> EXTRACT TO READ:
Friday June 15th             7:30pm                                                   $10

Please join us at Rhizome on June 15th as percussionist William Hooker, the genre-bending free jazz legend, will improvise a live soundtrack to the Japanese avant-garde cinema masterpiece "A Page of Madness".

About William Hooker:

William Hooker is an artistic whole, a vast circle of vision and execution.  A body of uninterrupted work beginning in the mid-seventies defines him as one of the most important composers and players in jazz.  As bandleader, Hooker has fielded ensembles in an incredibly diverse array of configurations.  Each collaboration has brought a serious investigation of his compositional agenda and the science of the modern drum kit.  As a player, Hooker has long been known for the persuasive power of his relationship with his instrument.  His work is frequently grounded in a narrative context.  Whether set against a silent film or anchored by a poetic theme, Hooker brings dramatic tension and human warmth to avant-garde jazz.  His ability to find fertile ground for moving music in a variety of settings that obliterate genre distinctions offers a much-needed statement of social optimism in the arts.  A disciplined, adaptive, and energetic approach to his medium insures that the oeuvre of William Hooker will continue to grow thicker and richer.  William Hooker has released more than 40 critically acclaimed CDs.  As a composer, he has received commissions from Meet the Composer, the NY State Council on the Arts, Real Art Ways, Walker Arts Center and others.

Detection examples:
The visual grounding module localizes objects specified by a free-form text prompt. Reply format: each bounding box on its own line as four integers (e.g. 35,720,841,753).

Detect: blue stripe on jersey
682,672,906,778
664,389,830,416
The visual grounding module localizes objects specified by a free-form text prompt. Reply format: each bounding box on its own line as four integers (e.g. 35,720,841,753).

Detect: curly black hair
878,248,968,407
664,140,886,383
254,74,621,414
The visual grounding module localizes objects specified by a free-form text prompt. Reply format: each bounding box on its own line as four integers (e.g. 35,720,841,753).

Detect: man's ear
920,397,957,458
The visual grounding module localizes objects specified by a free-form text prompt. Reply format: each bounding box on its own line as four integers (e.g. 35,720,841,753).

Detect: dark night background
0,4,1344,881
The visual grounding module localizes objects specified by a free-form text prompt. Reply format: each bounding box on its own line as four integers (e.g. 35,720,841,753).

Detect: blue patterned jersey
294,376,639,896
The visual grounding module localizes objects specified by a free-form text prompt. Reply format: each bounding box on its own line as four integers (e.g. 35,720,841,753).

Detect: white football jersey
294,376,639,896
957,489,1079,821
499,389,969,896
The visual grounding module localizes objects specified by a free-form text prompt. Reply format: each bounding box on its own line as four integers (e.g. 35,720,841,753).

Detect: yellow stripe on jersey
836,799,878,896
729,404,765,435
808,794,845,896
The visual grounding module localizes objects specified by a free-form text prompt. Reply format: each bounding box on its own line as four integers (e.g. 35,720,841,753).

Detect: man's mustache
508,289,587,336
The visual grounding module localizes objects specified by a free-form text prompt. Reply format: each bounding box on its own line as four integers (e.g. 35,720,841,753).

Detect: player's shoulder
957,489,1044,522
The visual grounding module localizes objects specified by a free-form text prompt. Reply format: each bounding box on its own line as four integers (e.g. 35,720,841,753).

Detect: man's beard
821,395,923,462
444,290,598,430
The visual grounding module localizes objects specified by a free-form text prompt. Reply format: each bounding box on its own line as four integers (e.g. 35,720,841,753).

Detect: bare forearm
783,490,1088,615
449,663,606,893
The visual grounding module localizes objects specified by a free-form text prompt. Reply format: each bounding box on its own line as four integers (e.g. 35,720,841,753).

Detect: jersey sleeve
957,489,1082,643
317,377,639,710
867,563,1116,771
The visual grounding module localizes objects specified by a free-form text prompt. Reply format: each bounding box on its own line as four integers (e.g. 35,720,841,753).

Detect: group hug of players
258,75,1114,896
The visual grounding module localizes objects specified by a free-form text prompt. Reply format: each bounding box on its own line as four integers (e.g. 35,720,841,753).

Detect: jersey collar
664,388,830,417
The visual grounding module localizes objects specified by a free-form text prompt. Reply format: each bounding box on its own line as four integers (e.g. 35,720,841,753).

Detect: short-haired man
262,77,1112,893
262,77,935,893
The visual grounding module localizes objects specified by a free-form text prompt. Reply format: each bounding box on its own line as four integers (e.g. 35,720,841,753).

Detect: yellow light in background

> WHAT IS BEING ASKED: Reproduce the William Hooker event announcement word for word, in full. The material above is not needed.

> CORRECT RESPONSE:
Friday June 15th             7:30pm                                                   $10

Please join us at Rhizome on June 15th as percussionist William Hooker, the genre-bending free jazz legend, will improvise a live soundtrack to the Japanese avant-garde cinema masterpiece "A Page of Madness".

About William Hooker:

William Hooker is an artistic whole, a vast circle of vision and execution.  A body of uninterrupted work beginning in the mid-seventies defines him as one of the most important composers and players in jazz.  As bandleader, Hooker has fielded ensembles in an incredibly diverse array of configurations.  Each collaboration has brought a serious investigation of his compositional agenda and the science of the modern drum kit.  As a player, Hooker has long been known for the persuasive power of his relationship with his instrument.  His work is frequently grounded in a narrative context.  Whether set against a silent film or anchored by a poetic theme, Hooker brings dramatic tension and human warmth to avant-garde jazz.  His ability to find fertile ground for moving music in a variety of settings that obliterate genre distinctions offers a much-needed statement of social optimism in the arts.  A disciplined, adaptive, and energetic approach to his medium insures that the oeuvre of William Hooker will continue to grow thicker and richer.  William Hooker has released more than 40 critically acclaimed CDs.  As a composer, he has received commissions from Meet the Composer, the NY State Council on the Arts, Real Art Ways, Walker Arts Center and others.